WHAT THIS TASK INVOLVES:
Edit the lines from the one that contains "negative clicks: (99, 85) (99, 84)" through the end of the records, changing "positive clicks" to "foreground clicks" and keeping everything else the same.

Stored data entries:
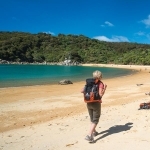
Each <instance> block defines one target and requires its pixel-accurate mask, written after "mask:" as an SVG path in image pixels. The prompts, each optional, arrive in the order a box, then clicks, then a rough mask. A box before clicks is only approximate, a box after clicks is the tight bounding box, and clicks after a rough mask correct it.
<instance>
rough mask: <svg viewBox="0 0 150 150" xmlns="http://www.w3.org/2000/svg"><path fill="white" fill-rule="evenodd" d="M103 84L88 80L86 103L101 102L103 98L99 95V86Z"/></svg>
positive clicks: (91, 78)
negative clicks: (99, 85) (99, 84)
mask: <svg viewBox="0 0 150 150" xmlns="http://www.w3.org/2000/svg"><path fill="white" fill-rule="evenodd" d="M100 83H102V82H101V81H98V82H97V83H95V79H93V78H88V79H86V85H85V87H84V92H83V93H84V101H85V102H86V103H90V102H101V97H100V95H99V84H100Z"/></svg>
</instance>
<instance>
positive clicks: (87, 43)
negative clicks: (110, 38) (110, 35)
mask: <svg viewBox="0 0 150 150" xmlns="http://www.w3.org/2000/svg"><path fill="white" fill-rule="evenodd" d="M68 56H70V57H71V60H72V61H73V62H79V63H105V64H110V63H115V64H137V65H150V45H148V44H138V43H127V42H122V43H117V42H104V41H98V40H95V39H90V38H88V37H85V36H83V35H71V34H70V35H64V34H59V35H58V36H53V35H50V34H46V33H38V34H31V33H23V32H0V59H2V60H7V61H12V62H29V63H33V62H62V61H64V59H65V58H67V57H68Z"/></svg>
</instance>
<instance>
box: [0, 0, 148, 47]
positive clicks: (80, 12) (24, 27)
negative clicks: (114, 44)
mask: <svg viewBox="0 0 150 150" xmlns="http://www.w3.org/2000/svg"><path fill="white" fill-rule="evenodd" d="M0 31H10V32H11V31H18V32H29V33H34V34H36V33H39V32H44V33H47V34H51V35H53V36H57V35H58V34H65V35H68V34H72V35H84V36H86V37H89V38H91V39H98V40H100V41H108V42H133V43H135V42H136V43H142V44H150V0H0Z"/></svg>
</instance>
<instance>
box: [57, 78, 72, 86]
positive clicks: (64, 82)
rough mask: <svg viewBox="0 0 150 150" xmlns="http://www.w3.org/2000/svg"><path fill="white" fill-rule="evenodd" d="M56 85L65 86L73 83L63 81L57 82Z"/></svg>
mask: <svg viewBox="0 0 150 150" xmlns="http://www.w3.org/2000/svg"><path fill="white" fill-rule="evenodd" d="M58 84H61V85H67V84H73V83H72V82H71V81H70V80H67V79H65V80H61V81H59V82H58Z"/></svg>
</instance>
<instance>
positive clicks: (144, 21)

EXPECTED ANSWER:
negative clicks: (99, 85) (99, 84)
mask: <svg viewBox="0 0 150 150" xmlns="http://www.w3.org/2000/svg"><path fill="white" fill-rule="evenodd" d="M100 83H102V82H101V81H98V82H97V83H95V79H93V78H88V79H86V85H85V87H84V92H83V93H84V101H85V102H86V103H90V102H101V97H100V95H99V84H100Z"/></svg>
</instance>
<instance>
foreground clicks: (87, 43)
negative clicks: (110, 38) (110, 35)
mask: <svg viewBox="0 0 150 150" xmlns="http://www.w3.org/2000/svg"><path fill="white" fill-rule="evenodd" d="M68 56H70V57H71V60H72V61H73V62H79V63H105V64H110V63H115V64H137V65H150V45H148V44H138V43H127V42H122V43H117V42H104V41H98V40H95V39H90V38H88V37H85V36H83V35H71V34H70V35H64V34H59V35H58V36H53V35H50V34H46V33H38V34H31V33H23V32H0V59H2V60H7V61H12V62H29V63H33V62H62V61H64V59H65V58H67V57H68Z"/></svg>
</instance>
<instance>
box: [0, 0, 148, 47]
foreground clicks: (80, 12) (24, 27)
negative clicks: (114, 44)
mask: <svg viewBox="0 0 150 150" xmlns="http://www.w3.org/2000/svg"><path fill="white" fill-rule="evenodd" d="M0 31H10V32H11V31H18V32H29V33H34V34H36V33H39V32H44V33H47V34H51V35H53V36H57V35H58V34H65V35H68V34H72V35H84V36H86V37H89V38H91V39H98V40H100V41H108V42H133V43H135V42H136V43H142V44H150V0H0Z"/></svg>
</instance>
<instance>
box: [57, 78, 72, 86]
foreground clicks: (64, 82)
rough mask: <svg viewBox="0 0 150 150" xmlns="http://www.w3.org/2000/svg"><path fill="white" fill-rule="evenodd" d="M56 85L65 86L73 83L63 81L57 82Z"/></svg>
mask: <svg viewBox="0 0 150 150" xmlns="http://www.w3.org/2000/svg"><path fill="white" fill-rule="evenodd" d="M58 84H61V85H67V84H73V83H72V82H71V81H70V80H67V79H65V80H61V81H59V82H58Z"/></svg>
</instance>
<instance>
foreground clicks: (144, 21)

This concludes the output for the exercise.